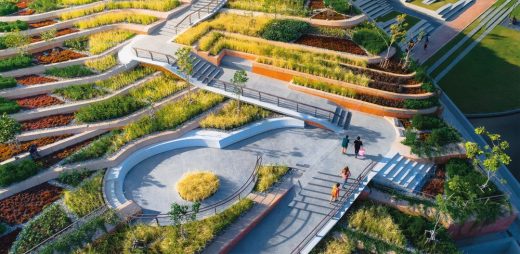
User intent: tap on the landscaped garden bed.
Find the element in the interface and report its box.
[16,94,64,110]
[16,74,58,86]
[20,114,74,131]
[0,183,62,225]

## WRITTEN TASK
Rewrite the entries above, changing "garden bed" to "flower bed" and keeping everything else the same. Leave the pictures out.

## WRITTEN SOLUTION
User intent: tap on the landscaped flower bed.
Find the element in the interface and report its box.
[16,94,64,110]
[16,74,58,86]
[20,114,74,131]
[0,183,62,225]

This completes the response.